**Records from a point labeling set:**
═══
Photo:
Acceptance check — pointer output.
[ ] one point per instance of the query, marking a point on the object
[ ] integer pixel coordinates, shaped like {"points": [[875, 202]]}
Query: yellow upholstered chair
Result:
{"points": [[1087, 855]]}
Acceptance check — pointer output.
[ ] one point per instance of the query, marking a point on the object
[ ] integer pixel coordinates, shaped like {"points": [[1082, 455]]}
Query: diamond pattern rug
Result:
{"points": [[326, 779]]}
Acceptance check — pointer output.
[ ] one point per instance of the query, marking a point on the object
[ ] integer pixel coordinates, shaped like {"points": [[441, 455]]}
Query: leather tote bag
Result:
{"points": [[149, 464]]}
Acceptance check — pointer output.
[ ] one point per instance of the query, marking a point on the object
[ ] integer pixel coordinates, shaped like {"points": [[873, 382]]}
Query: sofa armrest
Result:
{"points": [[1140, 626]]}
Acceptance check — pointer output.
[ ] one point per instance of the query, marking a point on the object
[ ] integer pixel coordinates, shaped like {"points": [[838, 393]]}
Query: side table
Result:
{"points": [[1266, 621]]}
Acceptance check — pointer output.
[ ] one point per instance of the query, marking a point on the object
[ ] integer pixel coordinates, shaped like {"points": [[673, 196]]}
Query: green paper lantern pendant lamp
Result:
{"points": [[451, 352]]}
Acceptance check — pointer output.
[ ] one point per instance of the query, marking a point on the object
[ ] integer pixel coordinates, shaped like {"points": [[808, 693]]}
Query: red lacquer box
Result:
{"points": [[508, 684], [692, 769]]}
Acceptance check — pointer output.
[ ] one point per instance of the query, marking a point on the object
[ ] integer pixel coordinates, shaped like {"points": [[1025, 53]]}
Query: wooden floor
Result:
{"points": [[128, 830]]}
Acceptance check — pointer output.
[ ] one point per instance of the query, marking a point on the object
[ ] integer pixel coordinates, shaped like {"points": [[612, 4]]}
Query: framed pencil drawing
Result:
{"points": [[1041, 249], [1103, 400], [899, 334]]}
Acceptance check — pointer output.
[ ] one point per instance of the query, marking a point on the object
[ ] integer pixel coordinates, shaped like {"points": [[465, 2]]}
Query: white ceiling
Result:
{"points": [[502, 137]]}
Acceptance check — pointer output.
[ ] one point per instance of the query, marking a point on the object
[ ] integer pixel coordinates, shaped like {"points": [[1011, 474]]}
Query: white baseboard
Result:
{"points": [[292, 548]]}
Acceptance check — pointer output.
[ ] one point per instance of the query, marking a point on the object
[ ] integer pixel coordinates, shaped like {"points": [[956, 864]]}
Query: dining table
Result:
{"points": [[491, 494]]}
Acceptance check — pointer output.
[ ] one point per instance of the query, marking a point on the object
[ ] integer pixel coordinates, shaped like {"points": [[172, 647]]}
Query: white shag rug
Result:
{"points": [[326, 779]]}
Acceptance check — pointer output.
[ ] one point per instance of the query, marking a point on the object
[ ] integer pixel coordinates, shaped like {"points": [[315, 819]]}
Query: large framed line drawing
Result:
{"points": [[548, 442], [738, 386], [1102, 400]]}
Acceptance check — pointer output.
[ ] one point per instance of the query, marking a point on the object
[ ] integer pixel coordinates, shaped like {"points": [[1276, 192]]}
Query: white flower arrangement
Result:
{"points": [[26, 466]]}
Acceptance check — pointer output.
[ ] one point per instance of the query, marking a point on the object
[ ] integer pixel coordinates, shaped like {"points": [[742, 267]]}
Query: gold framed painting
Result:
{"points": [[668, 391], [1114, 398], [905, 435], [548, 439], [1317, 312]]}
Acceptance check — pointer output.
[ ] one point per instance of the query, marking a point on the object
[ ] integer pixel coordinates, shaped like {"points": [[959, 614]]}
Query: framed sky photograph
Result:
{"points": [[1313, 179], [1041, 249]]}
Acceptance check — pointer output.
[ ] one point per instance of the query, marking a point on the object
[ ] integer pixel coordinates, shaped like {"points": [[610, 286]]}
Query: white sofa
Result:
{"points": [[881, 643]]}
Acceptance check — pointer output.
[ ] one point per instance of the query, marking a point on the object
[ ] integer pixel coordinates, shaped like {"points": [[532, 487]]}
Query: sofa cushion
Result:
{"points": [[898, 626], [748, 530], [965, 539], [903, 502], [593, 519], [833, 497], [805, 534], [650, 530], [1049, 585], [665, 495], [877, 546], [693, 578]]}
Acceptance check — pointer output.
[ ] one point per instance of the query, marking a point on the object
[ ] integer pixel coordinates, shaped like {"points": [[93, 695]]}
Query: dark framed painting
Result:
═══
**Exercise task:** Copy out all the entries shown above, character for character.

**Solution:**
Photo:
Acceptance check — pointer output.
[ ] one point per instance of the query, marking a point on the object
[ ] integer pixel coordinates, shaped like {"points": [[875, 202]]}
Query: yellow upholstered chair
Result:
{"points": [[1087, 855]]}
Acceptance check — pointer output.
[ ] one point per instance of the query, marking a point on the object
[ ] integer pixel coordinates, shaped like {"points": [[1082, 455]]}
Query: diamond pattern rug
Result:
{"points": [[326, 779]]}
Acceptance check — pointer output.
[ ] one point per instance of the query, marking a point on the object
[ ] integer pixel coordinates, shaped like {"points": [[441, 455]]}
Query: leather tote bag
Result:
{"points": [[149, 464]]}
Acceptance check — pointer output.
[ ] one point per instance of the query, marking a point on the object
[ ] integer pixel coordinates, shaped like {"points": [[873, 382]]}
Query: sofa armrest
Result:
{"points": [[1140, 626]]}
Acceptance check — pointer output.
[ ] one point per instance of the query, marking a point on the object
[ ] integer pixel coordinates, shaped like {"points": [[838, 393]]}
Query: side table
Result:
{"points": [[1266, 621]]}
Acceptance check — pointer output.
[ ] one point per instance of the query, marking a point on the object
[ ] integer pixel coordinates, shaped like {"points": [[673, 196]]}
Query: green paper lantern pendant lamp
Result:
{"points": [[451, 352]]}
Acceptance check — pointer output.
[ ] one point per instance of the query, marking a point on the object
[ ] integer pixel coordinates, shaped like {"points": [[808, 693]]}
Query: red lacquer box
Result:
{"points": [[508, 684], [692, 769]]}
Acceptance check — pointer output.
[ ] one point per instance of the query, marking a point on the object
[ ] integer pixel coordinates, shaped like {"points": [[1025, 53]]}
Query: wooden floor
Result:
{"points": [[128, 830]]}
Acceptance check — pointer output.
[ ] one point per instance of the query, marking a point on the object
[ ] integer pixel coordinates, shaped like {"points": [[612, 4]]}
Query: framed pencil drawing
Result:
{"points": [[1041, 249], [1103, 400], [899, 334]]}
Acceptance check — pointer output.
[ ] one point per instance of the query, marking a point on the object
[ ] integer pixel coordinates, shaped like {"points": [[465, 2]]}
Query: white ceiling
Result:
{"points": [[502, 137]]}
Acceptance check — pointer output.
[ ] one point per instance of the query, marking a point on the object
[ ] integer pixel coordinates, shaped like {"points": [[1011, 474]]}
Query: white baseboard
Result:
{"points": [[292, 548]]}
Acceptance check — pointer output.
[ ] one point per instance of the query, marking a point on the object
[ ] integer pixel coordinates, shaped like {"points": [[956, 864]]}
Query: dining table
Result:
{"points": [[491, 494]]}
Acceptance check — pointer output.
[ ] one point per instance of the query, marking a point on the object
[ ] integer pixel coordinates, shaped like {"points": [[172, 647]]}
Query: white shag rug
Result:
{"points": [[326, 779]]}
Acceptance check — pointer output.
[ ] one point per instance of the query, marking a point on the object
[ ] integer pixel coordinates, shaped like {"points": [[315, 819]]}
Query: large framed line drawing
Result:
{"points": [[548, 442], [738, 386], [1102, 400]]}
Acceptance check — pointer output.
[ ] one point per instance of the query, marking a point on the object
[ ] integer pixel coordinates, shaped like {"points": [[1276, 192]]}
Query: white flower arrangement
Result:
{"points": [[26, 466]]}
Acceptance check — pointer output.
[ ] one point per instance of the query, marking a point on the object
[ ] integer pixel coordinates, shaped like {"points": [[742, 267]]}
Query: gold framed painting
Result:
{"points": [[668, 391], [1114, 398], [905, 435], [548, 439], [1317, 312]]}
Acceptance check — pointer output.
[ ] one point per instance of the query, marking a point on the object
[ ] integer pixel coordinates, shaped like {"points": [[959, 614]]}
Query: framed sky photograph
Result:
{"points": [[1313, 179], [1041, 249]]}
Acceptance check — pointer output.
[ ] one point per instance of the query, marking a point on the object
[ ] integer pixel coordinates, shaped like {"points": [[610, 286]]}
Query: white sofa
Result:
{"points": [[881, 643]]}
Acceptance check — pointer output.
[ ] one point per instance of the query, marking a point on the object
[ ] integer pixel coordinates, shaped like {"points": [[532, 487]]}
Query: sofa cushion
Result:
{"points": [[898, 626], [748, 530], [965, 539], [903, 502], [593, 519], [833, 497], [805, 534], [650, 530], [1049, 585], [665, 495], [877, 546], [693, 578]]}
Acceptance check — pointer output.
[ ] one point per instance of the query, marking a point on the object
[ ] integer pixel coordinates, shaped like {"points": [[93, 695]]}
Query: dark framed painting
Result:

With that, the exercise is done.